Instructions for the task: Leave the pictures out and repeat the rest of the data below exactly.
((
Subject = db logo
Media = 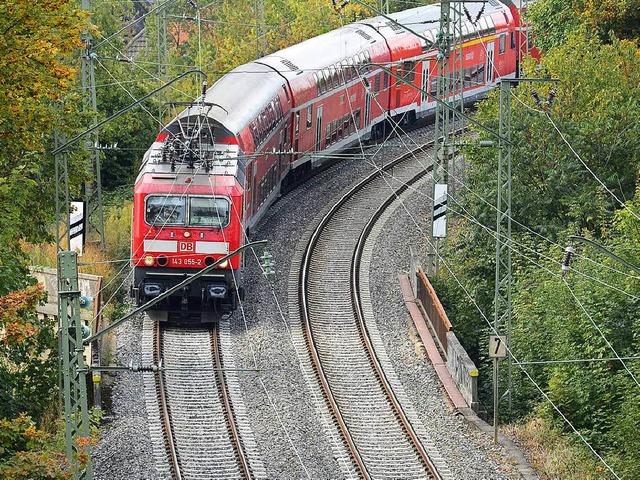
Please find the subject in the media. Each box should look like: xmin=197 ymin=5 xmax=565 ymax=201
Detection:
xmin=178 ymin=242 xmax=194 ymax=252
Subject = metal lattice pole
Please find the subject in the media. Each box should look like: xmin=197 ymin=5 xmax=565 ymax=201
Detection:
xmin=430 ymin=1 xmax=465 ymax=273
xmin=55 ymin=132 xmax=71 ymax=253
xmin=493 ymin=80 xmax=513 ymax=433
xmin=255 ymin=0 xmax=267 ymax=57
xmin=58 ymin=252 xmax=93 ymax=479
xmin=157 ymin=2 xmax=168 ymax=123
xmin=81 ymin=0 xmax=105 ymax=248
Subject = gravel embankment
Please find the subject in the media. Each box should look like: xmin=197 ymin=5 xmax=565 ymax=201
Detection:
xmin=93 ymin=125 xmax=531 ymax=479
xmin=93 ymin=314 xmax=160 ymax=479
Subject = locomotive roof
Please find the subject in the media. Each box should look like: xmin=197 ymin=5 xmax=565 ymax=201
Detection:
xmin=169 ymin=1 xmax=512 ymax=136
xmin=197 ymin=62 xmax=284 ymax=134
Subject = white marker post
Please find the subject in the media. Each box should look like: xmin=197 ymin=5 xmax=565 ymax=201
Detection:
xmin=70 ymin=200 xmax=86 ymax=256
xmin=489 ymin=334 xmax=507 ymax=444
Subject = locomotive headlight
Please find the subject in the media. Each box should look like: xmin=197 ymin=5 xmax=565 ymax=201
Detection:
xmin=218 ymin=259 xmax=229 ymax=268
xmin=183 ymin=231 xmax=191 ymax=238
xmin=143 ymin=255 xmax=155 ymax=266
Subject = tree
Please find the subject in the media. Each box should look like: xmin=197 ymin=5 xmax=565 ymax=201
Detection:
xmin=0 ymin=285 xmax=58 ymax=425
xmin=0 ymin=0 xmax=88 ymax=293
xmin=436 ymin=17 xmax=640 ymax=476
xmin=529 ymin=0 xmax=640 ymax=50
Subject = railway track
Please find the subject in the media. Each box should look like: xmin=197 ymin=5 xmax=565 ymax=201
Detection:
xmin=296 ymin=141 xmax=453 ymax=479
xmin=143 ymin=316 xmax=265 ymax=479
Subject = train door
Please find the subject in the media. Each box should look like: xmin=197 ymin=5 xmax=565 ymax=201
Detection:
xmin=421 ymin=61 xmax=430 ymax=104
xmin=364 ymin=91 xmax=371 ymax=127
xmin=252 ymin=161 xmax=258 ymax=215
xmin=486 ymin=42 xmax=495 ymax=85
xmin=314 ymin=105 xmax=323 ymax=151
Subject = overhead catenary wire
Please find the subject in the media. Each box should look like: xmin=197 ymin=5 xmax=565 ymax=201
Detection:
xmin=347 ymin=49 xmax=640 ymax=395
xmin=349 ymin=127 xmax=622 ymax=478
xmin=87 ymin=2 xmax=632 ymax=476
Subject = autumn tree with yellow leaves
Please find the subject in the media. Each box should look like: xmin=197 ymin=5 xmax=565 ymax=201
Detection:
xmin=0 ymin=1 xmax=89 ymax=477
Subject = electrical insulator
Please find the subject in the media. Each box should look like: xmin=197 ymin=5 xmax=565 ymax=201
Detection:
xmin=562 ymin=245 xmax=574 ymax=277
xmin=547 ymin=90 xmax=556 ymax=106
xmin=260 ymin=250 xmax=276 ymax=281
xmin=531 ymin=89 xmax=542 ymax=107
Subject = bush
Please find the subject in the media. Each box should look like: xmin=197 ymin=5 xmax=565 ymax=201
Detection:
xmin=0 ymin=415 xmax=70 ymax=479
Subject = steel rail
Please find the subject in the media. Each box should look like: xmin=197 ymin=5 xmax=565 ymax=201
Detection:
xmin=155 ymin=322 xmax=182 ymax=480
xmin=299 ymin=138 xmax=440 ymax=478
xmin=351 ymin=159 xmax=442 ymax=479
xmin=210 ymin=326 xmax=253 ymax=479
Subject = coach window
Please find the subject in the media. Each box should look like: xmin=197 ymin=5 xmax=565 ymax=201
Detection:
xmin=402 ymin=61 xmax=410 ymax=81
xmin=306 ymin=105 xmax=313 ymax=129
xmin=146 ymin=195 xmax=185 ymax=226
xmin=319 ymin=71 xmax=327 ymax=93
xmin=325 ymin=68 xmax=333 ymax=90
xmin=189 ymin=197 xmax=230 ymax=227
xmin=499 ymin=34 xmax=506 ymax=54
xmin=295 ymin=112 xmax=300 ymax=135
xmin=510 ymin=31 xmax=516 ymax=49
xmin=343 ymin=60 xmax=350 ymax=82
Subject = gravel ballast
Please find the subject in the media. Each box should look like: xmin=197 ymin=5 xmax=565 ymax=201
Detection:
xmin=93 ymin=126 xmax=533 ymax=479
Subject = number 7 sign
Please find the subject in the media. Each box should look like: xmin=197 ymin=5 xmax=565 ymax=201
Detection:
xmin=489 ymin=335 xmax=507 ymax=358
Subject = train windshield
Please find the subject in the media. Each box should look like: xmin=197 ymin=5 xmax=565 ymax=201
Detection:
xmin=189 ymin=197 xmax=230 ymax=227
xmin=145 ymin=196 xmax=185 ymax=225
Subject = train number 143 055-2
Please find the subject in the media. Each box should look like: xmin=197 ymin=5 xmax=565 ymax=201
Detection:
xmin=170 ymin=257 xmax=202 ymax=266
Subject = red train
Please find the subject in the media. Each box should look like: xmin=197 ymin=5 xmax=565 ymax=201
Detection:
xmin=131 ymin=0 xmax=532 ymax=320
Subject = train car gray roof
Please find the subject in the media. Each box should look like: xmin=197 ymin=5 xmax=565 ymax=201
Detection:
xmin=255 ymin=23 xmax=385 ymax=81
xmin=170 ymin=1 xmax=511 ymax=137
xmin=361 ymin=0 xmax=509 ymax=37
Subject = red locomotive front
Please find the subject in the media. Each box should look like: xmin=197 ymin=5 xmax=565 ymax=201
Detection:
xmin=131 ymin=126 xmax=246 ymax=320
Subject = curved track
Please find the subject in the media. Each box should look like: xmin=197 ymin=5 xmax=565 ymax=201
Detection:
xmin=298 ymin=142 xmax=452 ymax=479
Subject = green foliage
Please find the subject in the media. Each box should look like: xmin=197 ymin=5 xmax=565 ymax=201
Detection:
xmin=0 ymin=415 xmax=70 ymax=479
xmin=0 ymin=0 xmax=87 ymax=247
xmin=0 ymin=286 xmax=59 ymax=425
xmin=530 ymin=0 xmax=640 ymax=50
xmin=528 ymin=0 xmax=583 ymax=50
xmin=433 ymin=6 xmax=640 ymax=475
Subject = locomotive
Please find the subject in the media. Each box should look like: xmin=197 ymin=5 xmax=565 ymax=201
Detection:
xmin=130 ymin=0 xmax=531 ymax=321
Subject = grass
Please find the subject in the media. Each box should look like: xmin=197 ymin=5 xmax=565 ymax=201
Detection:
xmin=506 ymin=416 xmax=610 ymax=480
xmin=23 ymin=201 xmax=133 ymax=309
))
Response:
Subject = db logo
Media = 
Please find the subject in the media. Each box should look like: xmin=197 ymin=5 xmax=565 ymax=201
Detection:
xmin=178 ymin=242 xmax=194 ymax=252
Subject = metal lattice pole
Please find the subject in the media. Each box should look like: xmin=197 ymin=5 xmax=565 ymax=201
Detection:
xmin=430 ymin=1 xmax=465 ymax=273
xmin=55 ymin=132 xmax=71 ymax=253
xmin=493 ymin=80 xmax=513 ymax=433
xmin=255 ymin=0 xmax=267 ymax=57
xmin=58 ymin=252 xmax=93 ymax=479
xmin=157 ymin=2 xmax=168 ymax=123
xmin=81 ymin=0 xmax=105 ymax=248
Subject = gravel embankment
Please find the subject in the media. Each box should look like: xmin=197 ymin=5 xmax=565 ymax=201
Detection:
xmin=93 ymin=125 xmax=531 ymax=479
xmin=93 ymin=314 xmax=160 ymax=479
Subject = locomotive roof
Please find the subject in the media. Each box should look like: xmin=197 ymin=5 xmax=565 ymax=201
Detection:
xmin=169 ymin=1 xmax=512 ymax=136
xmin=197 ymin=62 xmax=284 ymax=134
Subject = white marker post
Please find the subject in the media. Each box should look like: xmin=197 ymin=5 xmax=565 ymax=201
Detection:
xmin=70 ymin=200 xmax=86 ymax=256
xmin=489 ymin=334 xmax=507 ymax=444
Subject = locomotive headlight
Please find the subject in the media. Each box should look like: xmin=197 ymin=5 xmax=565 ymax=201
Detection:
xmin=218 ymin=259 xmax=229 ymax=268
xmin=183 ymin=231 xmax=191 ymax=238
xmin=143 ymin=255 xmax=155 ymax=266
Subject = tree
Please find the subject in the media. Each box should look like: xmin=197 ymin=5 xmax=565 ymax=201
Detection:
xmin=0 ymin=285 xmax=58 ymax=425
xmin=0 ymin=0 xmax=88 ymax=293
xmin=436 ymin=17 xmax=640 ymax=476
xmin=529 ymin=0 xmax=640 ymax=50
Subject = railway track
Please find the subject in the media. Each box should look like: xmin=197 ymin=5 xmax=565 ymax=201
Detection:
xmin=296 ymin=141 xmax=453 ymax=479
xmin=143 ymin=316 xmax=265 ymax=479
Subject = train door
Please find the subject in the media. Each box should look like: xmin=197 ymin=5 xmax=565 ymax=201
Detection:
xmin=421 ymin=61 xmax=430 ymax=104
xmin=364 ymin=91 xmax=371 ymax=127
xmin=252 ymin=161 xmax=258 ymax=215
xmin=486 ymin=42 xmax=495 ymax=85
xmin=314 ymin=105 xmax=323 ymax=151
Subject = overhead catenary wire
Please find the subject in the media. Each box should look like: xmin=197 ymin=5 xmax=565 ymax=201
Detection:
xmin=347 ymin=49 xmax=640 ymax=395
xmin=349 ymin=127 xmax=622 ymax=478
xmin=87 ymin=2 xmax=632 ymax=476
Subject = autumn tree with yellow leaves
Please find the subject in the media. Each box should look like: xmin=197 ymin=5 xmax=565 ymax=201
Detection:
xmin=0 ymin=1 xmax=89 ymax=477
Subject = electrical insulator
Please find the subject in the media. Each box should look like: xmin=197 ymin=5 xmax=565 ymax=201
Detection:
xmin=562 ymin=245 xmax=574 ymax=277
xmin=547 ymin=90 xmax=556 ymax=106
xmin=260 ymin=250 xmax=276 ymax=281
xmin=531 ymin=89 xmax=542 ymax=107
Subject = bush
Please find the subject in the media. Each box should look like: xmin=197 ymin=5 xmax=565 ymax=201
Detection:
xmin=0 ymin=415 xmax=70 ymax=479
Subject = steel rail
Please find the subject in the media. Each box should look like: xmin=197 ymin=5 xmax=565 ymax=201
Detection:
xmin=155 ymin=322 xmax=182 ymax=480
xmin=299 ymin=138 xmax=440 ymax=478
xmin=351 ymin=159 xmax=442 ymax=479
xmin=210 ymin=326 xmax=253 ymax=479
Subject = coach window
Please find the subject in the media. Each box should look like: xmin=197 ymin=5 xmax=565 ymax=201
Detection:
xmin=402 ymin=61 xmax=410 ymax=81
xmin=306 ymin=105 xmax=313 ymax=129
xmin=146 ymin=195 xmax=185 ymax=226
xmin=319 ymin=71 xmax=327 ymax=93
xmin=325 ymin=68 xmax=333 ymax=90
xmin=189 ymin=197 xmax=230 ymax=227
xmin=499 ymin=34 xmax=506 ymax=54
xmin=295 ymin=112 xmax=300 ymax=135
xmin=510 ymin=31 xmax=516 ymax=49
xmin=343 ymin=60 xmax=350 ymax=82
Subject = gravel ballast
Please find the subject in the media. Each box should look like: xmin=197 ymin=5 xmax=565 ymax=201
Detection:
xmin=93 ymin=126 xmax=533 ymax=479
Subject = number 7 sign
Please find the subject in the media. Each box should look like: xmin=197 ymin=5 xmax=565 ymax=201
Detection:
xmin=489 ymin=335 xmax=507 ymax=358
Subject = train windshield
Please find the subject in the media. Each box should look like: xmin=197 ymin=5 xmax=565 ymax=201
Detection:
xmin=189 ymin=197 xmax=230 ymax=227
xmin=145 ymin=196 xmax=185 ymax=225
Subject = train number 143 055-2
Please find the subject in the media. Each box should look like: xmin=197 ymin=5 xmax=565 ymax=201
Detection:
xmin=170 ymin=257 xmax=202 ymax=266
Subject = red train
Please find the subject in the media. Each box should look like: xmin=197 ymin=5 xmax=565 ymax=201
Detection:
xmin=131 ymin=0 xmax=532 ymax=320
Subject = train car gray roof
Please find the subject in the media. Each box should look like: xmin=197 ymin=5 xmax=565 ymax=201
Detection:
xmin=255 ymin=23 xmax=385 ymax=81
xmin=170 ymin=1 xmax=511 ymax=137
xmin=361 ymin=0 xmax=509 ymax=37
Subject = red locomotive front
Please find the subject in the media. Each box should look like: xmin=197 ymin=5 xmax=565 ymax=201
Detection:
xmin=131 ymin=126 xmax=246 ymax=320
Subject = curved track
Please find the subject in the media. Each box should look like: xmin=197 ymin=5 xmax=565 ymax=201
Detection:
xmin=298 ymin=142 xmax=452 ymax=479
Subject = green foliage
Please find the subject in the media. Each box should look like: xmin=197 ymin=5 xmax=565 ymax=201
Detection:
xmin=0 ymin=415 xmax=70 ymax=479
xmin=0 ymin=0 xmax=87 ymax=247
xmin=0 ymin=286 xmax=59 ymax=425
xmin=530 ymin=0 xmax=640 ymax=50
xmin=528 ymin=0 xmax=583 ymax=50
xmin=433 ymin=6 xmax=640 ymax=475
Subject = locomotive
Please find the subject in the media. Each box should look like: xmin=197 ymin=5 xmax=565 ymax=201
Detection:
xmin=130 ymin=0 xmax=531 ymax=321
Subject = grass
Please find the subject in the media. Each box should look like: xmin=197 ymin=5 xmax=565 ymax=201
Detection:
xmin=506 ymin=416 xmax=610 ymax=480
xmin=23 ymin=201 xmax=133 ymax=309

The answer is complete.